*** Предоставленный текст

Нередко случается и другое: тот, кто провозглашает принципы, рискует прослыть оглашенным.
Франция предлагает мыслителям множество проблем, нуждающихся в разрешении. Однако рядом с мыслителями всегда обнаруживаются безумцы.
Среди этих проблем есть такие, которые умы могучие и прямые разрешают с помощью здравого смысла; есть и другие, которые умы лживые разрешают с помощью софизмов; есть и третьи, которые умы бешеные разрешают с помощью мятежей, ловушек и убийств.
Наконец — таков изъян теорий — вначале приходит тот, кто отрицает привилегии, и он прав совершенно; затем приходит тот, кто отрицает наследство, и он прав лишь наполовину; затем приходит тот, кто отрицает собственность, и он не прав вовсе; затем приходит тот, кто отрицает семью, и он заблуждается непоправимо; наконец, приходит тот, кто отрицает сердце человеческое, и он — истинное чудовище. Однако уже те, кто отрицал привилегии, напрасно не отделили с самого начала привилегии дурные — те, которые даруются в интересах личностей, от привилегий полезных — тех, которые даруются в интересах общества. Ум человеческий, повинуясь тому слепому вожатому, что именуется логикой, охотно переходит от общего к абсолютному, а от абсолютного — к отвлеченному. Между тем в политике отвлеченность легко перерождается в кровожадность. Переходя от отвлеченности к отвлеченности, нетрудно сделаться Нероном или Маратом. В течение последних пятидесяти лет, признаемся откровенно, Франция шла именно этим путем, однако в конце концов она одумалась.

******

Список задач ▸
- a) Сократите абзац предоставленного текста, который начинается словами «Наконец — таков изъян теорий», и оформите его списком с основными фактами.
- b) Пожалуйста, скопируйте из предоставленного текста отрывок между словами «Франция предлагает мыслителям» и «ловушек и убийств.» включительно.

*** Показанные данные

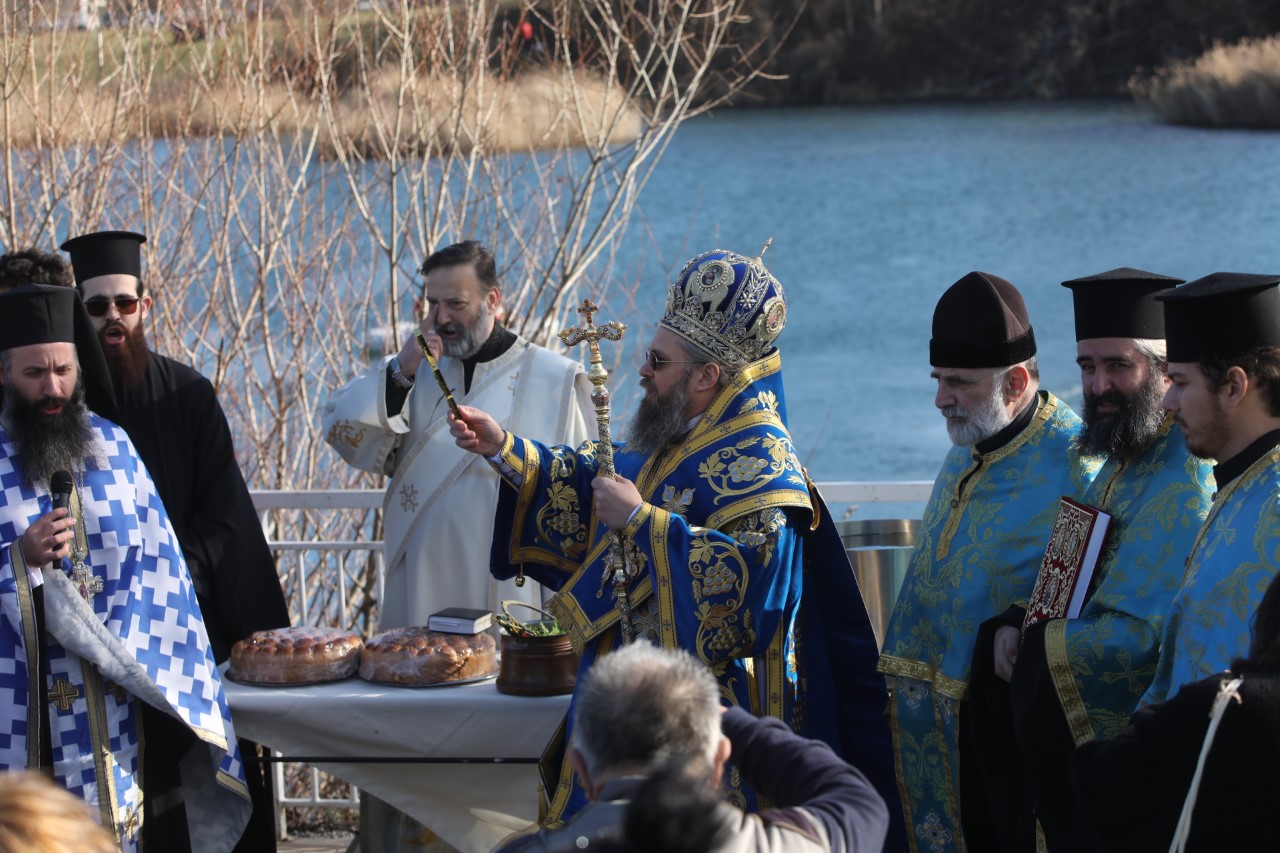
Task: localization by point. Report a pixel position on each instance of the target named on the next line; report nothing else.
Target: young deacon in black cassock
(173, 416)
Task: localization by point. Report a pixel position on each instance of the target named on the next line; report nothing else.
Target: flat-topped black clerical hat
(49, 314)
(1221, 315)
(981, 322)
(105, 252)
(1120, 304)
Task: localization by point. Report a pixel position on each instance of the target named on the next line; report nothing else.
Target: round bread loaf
(296, 656)
(415, 656)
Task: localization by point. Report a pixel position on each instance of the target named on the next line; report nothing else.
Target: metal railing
(293, 561)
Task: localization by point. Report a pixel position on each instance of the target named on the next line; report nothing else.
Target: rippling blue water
(876, 210)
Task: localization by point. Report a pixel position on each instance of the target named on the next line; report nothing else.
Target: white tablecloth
(472, 806)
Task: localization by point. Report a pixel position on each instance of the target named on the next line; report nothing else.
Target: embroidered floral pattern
(560, 520)
(913, 692)
(732, 471)
(676, 502)
(720, 580)
(933, 833)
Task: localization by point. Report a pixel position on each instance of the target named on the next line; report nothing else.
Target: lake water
(874, 211)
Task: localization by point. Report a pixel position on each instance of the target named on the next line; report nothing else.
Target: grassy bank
(343, 80)
(1228, 86)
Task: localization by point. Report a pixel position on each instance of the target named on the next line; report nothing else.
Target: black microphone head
(60, 486)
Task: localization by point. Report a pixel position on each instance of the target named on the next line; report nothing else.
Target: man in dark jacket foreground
(650, 755)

******

Ответы по задачам ▸
- a)
- Изъян теорий в том, что отрицающие приходят один за другим. Тот, кто отрицает привилегии, прав совершенно. Тот, кто отрицает наследство, прав лишь наполовину. Тот, кто отрицает собственность, не прав вовсе. Тот, кто отрицает семью, заблуждается непоправимо. Тот, кто отрицает сердце человеческое, истинное чудовище.
- Уже отрицавшие привилегии напрасно не отделили дурные привилегии, даруемые в интересах личностей, от полезных, даруемых в интересах общества.
- Ум человеческий, повинуясь логике, переходит от общего к абсолютному, а от абсолютного к отвлеченному.
- В политике отвлеченность легко перерождается в кровожадность, и так нетрудно сделаться Нероном или Маратом.
- Последние пятьдесят лет Франция шла этим путем, но в конце концов одумалась.

- b)
Франция предлагает мыслителям множество проблем, нуждающихся в разрешении. Однако рядом с мыслителями всегда обнаруживаются безумцы.
Среди этих проблем есть такие, которые умы могучие и прямые разрешают с помощью здравого смысла; есть и другие, которые умы лживые разрешают с помощью софизмов; есть и третьи, которые умы бешеные разрешают с помощью мятежей, ловушек и убийств.